EXTRACTED INFORMATION =
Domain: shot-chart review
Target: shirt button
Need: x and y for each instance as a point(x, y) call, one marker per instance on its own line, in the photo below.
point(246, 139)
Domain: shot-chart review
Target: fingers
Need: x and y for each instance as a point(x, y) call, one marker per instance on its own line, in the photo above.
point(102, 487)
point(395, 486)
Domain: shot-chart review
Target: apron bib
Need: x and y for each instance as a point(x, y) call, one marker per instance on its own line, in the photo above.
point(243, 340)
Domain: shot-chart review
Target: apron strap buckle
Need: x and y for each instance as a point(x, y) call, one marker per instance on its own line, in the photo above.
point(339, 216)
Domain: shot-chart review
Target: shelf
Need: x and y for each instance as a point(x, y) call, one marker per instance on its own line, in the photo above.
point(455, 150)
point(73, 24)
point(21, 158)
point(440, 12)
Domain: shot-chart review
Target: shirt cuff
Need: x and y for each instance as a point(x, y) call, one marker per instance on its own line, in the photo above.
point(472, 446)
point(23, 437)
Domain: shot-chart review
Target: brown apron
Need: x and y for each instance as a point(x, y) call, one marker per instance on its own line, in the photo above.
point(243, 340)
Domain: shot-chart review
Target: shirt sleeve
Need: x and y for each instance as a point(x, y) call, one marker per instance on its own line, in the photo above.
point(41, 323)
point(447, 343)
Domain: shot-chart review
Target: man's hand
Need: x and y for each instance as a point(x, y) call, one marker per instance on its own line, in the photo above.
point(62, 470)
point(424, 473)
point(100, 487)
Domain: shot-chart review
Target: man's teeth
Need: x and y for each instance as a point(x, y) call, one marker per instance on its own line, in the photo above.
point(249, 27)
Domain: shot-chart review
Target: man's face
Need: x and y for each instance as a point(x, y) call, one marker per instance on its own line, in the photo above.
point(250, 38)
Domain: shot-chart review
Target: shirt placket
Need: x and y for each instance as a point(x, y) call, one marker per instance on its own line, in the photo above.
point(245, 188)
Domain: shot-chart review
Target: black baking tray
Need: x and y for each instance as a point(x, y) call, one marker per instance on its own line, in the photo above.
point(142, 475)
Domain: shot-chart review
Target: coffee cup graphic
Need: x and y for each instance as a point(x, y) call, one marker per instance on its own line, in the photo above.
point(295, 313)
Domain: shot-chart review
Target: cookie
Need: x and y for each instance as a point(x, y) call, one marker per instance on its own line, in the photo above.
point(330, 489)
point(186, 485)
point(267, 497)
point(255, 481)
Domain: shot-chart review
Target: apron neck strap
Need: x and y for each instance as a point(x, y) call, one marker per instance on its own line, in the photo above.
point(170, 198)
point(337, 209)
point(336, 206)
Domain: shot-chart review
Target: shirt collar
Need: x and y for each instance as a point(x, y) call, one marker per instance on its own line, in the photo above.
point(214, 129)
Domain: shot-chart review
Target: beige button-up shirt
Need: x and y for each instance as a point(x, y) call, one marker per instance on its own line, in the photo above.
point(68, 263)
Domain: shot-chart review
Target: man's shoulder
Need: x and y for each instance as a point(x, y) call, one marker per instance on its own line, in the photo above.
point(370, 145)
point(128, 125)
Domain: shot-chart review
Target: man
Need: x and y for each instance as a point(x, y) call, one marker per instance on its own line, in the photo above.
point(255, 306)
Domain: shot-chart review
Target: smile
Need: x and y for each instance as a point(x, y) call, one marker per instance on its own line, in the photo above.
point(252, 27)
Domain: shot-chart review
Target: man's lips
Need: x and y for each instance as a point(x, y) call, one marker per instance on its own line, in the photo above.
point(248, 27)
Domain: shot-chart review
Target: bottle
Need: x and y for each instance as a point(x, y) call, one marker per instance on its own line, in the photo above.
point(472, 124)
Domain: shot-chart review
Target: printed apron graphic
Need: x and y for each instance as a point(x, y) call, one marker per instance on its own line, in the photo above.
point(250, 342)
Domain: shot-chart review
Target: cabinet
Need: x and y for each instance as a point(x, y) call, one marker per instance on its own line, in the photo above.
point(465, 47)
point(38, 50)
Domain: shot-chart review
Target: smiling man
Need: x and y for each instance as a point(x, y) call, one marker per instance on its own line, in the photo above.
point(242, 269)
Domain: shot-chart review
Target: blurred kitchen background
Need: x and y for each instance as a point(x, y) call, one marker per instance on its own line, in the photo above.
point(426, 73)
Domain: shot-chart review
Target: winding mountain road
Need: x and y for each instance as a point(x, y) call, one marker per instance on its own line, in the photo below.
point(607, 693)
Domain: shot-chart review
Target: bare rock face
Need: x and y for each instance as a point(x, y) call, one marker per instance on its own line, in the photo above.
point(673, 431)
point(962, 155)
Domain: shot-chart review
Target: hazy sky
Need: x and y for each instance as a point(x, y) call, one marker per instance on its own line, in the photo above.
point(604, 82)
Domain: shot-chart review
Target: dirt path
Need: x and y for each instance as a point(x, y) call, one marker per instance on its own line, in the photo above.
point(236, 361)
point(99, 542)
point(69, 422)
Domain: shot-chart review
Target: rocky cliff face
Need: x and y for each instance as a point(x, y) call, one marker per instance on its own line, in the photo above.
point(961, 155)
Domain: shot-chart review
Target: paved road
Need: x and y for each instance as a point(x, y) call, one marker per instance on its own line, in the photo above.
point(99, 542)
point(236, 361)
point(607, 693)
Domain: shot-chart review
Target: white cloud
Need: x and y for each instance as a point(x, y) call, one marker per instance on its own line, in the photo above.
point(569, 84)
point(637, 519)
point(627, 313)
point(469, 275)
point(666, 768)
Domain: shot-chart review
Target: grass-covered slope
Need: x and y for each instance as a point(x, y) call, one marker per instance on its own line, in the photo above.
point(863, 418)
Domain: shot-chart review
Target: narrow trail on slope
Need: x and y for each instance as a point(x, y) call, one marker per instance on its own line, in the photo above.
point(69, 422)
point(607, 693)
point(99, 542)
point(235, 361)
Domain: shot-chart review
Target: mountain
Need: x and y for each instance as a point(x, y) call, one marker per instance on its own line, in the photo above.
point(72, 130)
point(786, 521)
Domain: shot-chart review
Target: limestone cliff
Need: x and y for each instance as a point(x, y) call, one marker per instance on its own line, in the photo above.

DIRECTIONS = Return the lines above word for word, keeping their order.

SOLUTION FOR THIS TASK =
Domain: shot-chart review
Target: shirt button
Need: x and y for each instance as a point(x, y) call, one marker per instance on its own line, in the photo below.
point(246, 139)
Domain: shot-chart review
Target: fingers
Need: x and y for each instance as a point(x, y) call, one marker per instance on its own line, in the photo above.
point(102, 487)
point(395, 486)
Domain: shot-chart review
Target: apron bib
Need: x and y for each instance as a point(x, y) call, one marker per instance on its own line, in the photo above.
point(243, 340)
Domain: shot-chart review
Target: apron strap buckle
Need: x and y for each instance as a point(x, y) call, one marker per instance on its own line, in the photo above.
point(339, 216)
Domain: shot-chart review
Target: shelf
Need: x and y for each instance as a point(x, y) call, one marker per instance on its own line, in the photo above.
point(455, 150)
point(73, 24)
point(21, 158)
point(440, 12)
Domain: shot-chart review
Target: shirt cuff
Need: x and y for each instance as a point(x, y) call, one marker per instance on its own line, in the photo above.
point(472, 446)
point(23, 437)
Domain: shot-chart review
Target: brown apron
Need: x and y for each instance as a point(x, y) call, one marker per instance on its own line, in the photo above.
point(243, 340)
Domain: shot-chart review
Target: shirt sleeve
Need: x and y for each instance as a point(x, y) call, one marker per instance on its own line, in the photo above.
point(41, 323)
point(447, 343)
Domain: shot-chart review
Target: man's hand
Need: x and y for each instance as a point(x, y) call, one marker per instance on its own line, in the photo above.
point(62, 470)
point(424, 473)
point(100, 487)
Domain: shot-chart review
Target: man's teeth
Need: x and y for each instance as a point(x, y) call, one marker per instance on its own line, in the photo above.
point(249, 27)
Domain: shot-chart review
Target: man's face
Need: x and y for each instance as a point(x, y) call, one marker per instance on its own line, in the photo above.
point(250, 38)
Domain: shot-chart review
Target: shirt placket
Need: x and y for each instance as a point(x, y) call, one marker per instance on its own line, in the photo above.
point(245, 188)
Domain: shot-chart review
Target: black baking tray
Need: x and y for each instance as a point(x, y) call, one marker per instance on its own line, in the photo above.
point(142, 475)
Domain: shot-chart review
Target: coffee cup graphic
Need: x and y for each instance as a point(x, y) call, one marker per instance on its own line, in the photo above.
point(295, 313)
Domain: shot-chart review
Target: cookie
Need: x and y for each instance as a point(x, y) call, one marker per instance on its own line, in the photo above.
point(330, 489)
point(186, 485)
point(267, 497)
point(255, 481)
Domain: shot-chart review
Target: apron neck strap
Need: x and y for each instance as a point(x, y) call, one marker per instance on its own line, in the photo above.
point(170, 198)
point(337, 209)
point(336, 206)
Domain: shot-chart review
Target: shirt collar
Need: x and y for each instance as a point(x, y) call, one marker per instance on its own line, in the photo above.
point(214, 129)
Domain: shot-chart review
Target: beige button-up shirt
Need: x and y for each instance as a point(x, y) call, one marker per instance on its own line, in the photo above.
point(68, 263)
Domain: shot-chart review
Target: man's shoulder
Need: x and y for each instance as a point(x, y) call, one marker per instance on its own line, in the photo above.
point(370, 145)
point(128, 125)
Domain: shot-chart review
Target: man
Need: x and y for each instance as a point(x, y) call, one marker per instance on its own line, in the photo above.
point(255, 306)
Domain: shot-chart review
Target: smile
Need: x and y for each instance as a point(x, y) call, one marker per instance on its own line, in the photo above.
point(252, 27)
Domain: shot-chart review
Target: man's lips
Need: x and y for each instance as a point(x, y) call, one marker per instance on its own line, in the photo above.
point(248, 27)
Domain: shot-chart review
Target: bottle
Need: x and y for each instance as a point(x, y) call, one marker per instance on its own line, in the photo above.
point(472, 124)
Domain: shot-chart review
Target: printed apron graphic
Need: x and y for each instance as a point(x, y) call, one marker per instance on its own line, in the photo above.
point(250, 342)
Domain: shot-chart review
Target: cabinet
Need: x and y for each instance as a point(x, y) call, one marker per instance on its own line, in the photo above.
point(465, 47)
point(38, 50)
Domain: shot-chart review
Target: smiling man
Need: x and y for each instance as a point(x, y) call, one marker per instance on its own line, in the photo above.
point(242, 269)
Domain: shot-chart review
Target: blurred kitchen background
Need: x and y for each instance as a point(x, y) call, one marker per instance on its own line, in the photo above.
point(426, 73)
Domain: shot-chart review
Target: winding mountain road
Need: x and y for each instance as a point(x, y) call, one marker per instance on its own line, in the photo below.
point(607, 693)
Domain: shot-chart review
Target: bare rock face
Need: x and y for each instance as a point(x, y) call, one marker per instance on its own line, in the photo above.
point(673, 431)
point(962, 155)
Domain: shot-chart review
Target: hazy sky
Need: x and y for each instance as a point(x, y) call, one marker per instance on its own line, in the photo above.
point(604, 82)
Domain: shot-chart review
Target: dirt path
Need: x and y for each instance as a point(x, y) call, one marker per instance on its own line, in the photo above.
point(236, 361)
point(99, 542)
point(69, 422)
Domain: shot-chart review
Target: rocky cliff face
Need: x and y for each instance as a point(x, y) call, one marker per instance on its own line, in the photo above.
point(961, 155)
Domain: shot-chart review
Target: paved road
Need: x and y for each instance as a point(x, y) call, one marker per instance on its own line, in the photo above.
point(99, 542)
point(236, 361)
point(607, 693)
Domain: shot-chart review
Target: white cloud
Need: x and y for each instance as a point(x, y) call, one marker per instance on its own line, in the photo above.
point(569, 84)
point(637, 519)
point(627, 313)
point(469, 275)
point(666, 768)
Domain: shot-chart review
Target: grass-covered slope
Need: x and y for each instance as a point(x, y) call, one marker per instance on its own line, in the photo above.
point(863, 418)
Domain: shot-chart review
Target: narrow trail on slope
Need: x and y for each instance as a point(x, y) call, one marker per instance on its own line, in the photo above.
point(69, 422)
point(607, 693)
point(99, 542)
point(235, 361)
Domain: shot-chart review
Target: mountain
Need: x and y for each instance as a point(x, y) call, one marker per instance on its own line, in the photo above.
point(72, 130)
point(786, 521)
Domain: shot-chart review
Target: limestone cliff
Need: x and y for each instance as a point(x, y) call, one marker per instance on its own line, in the photo above.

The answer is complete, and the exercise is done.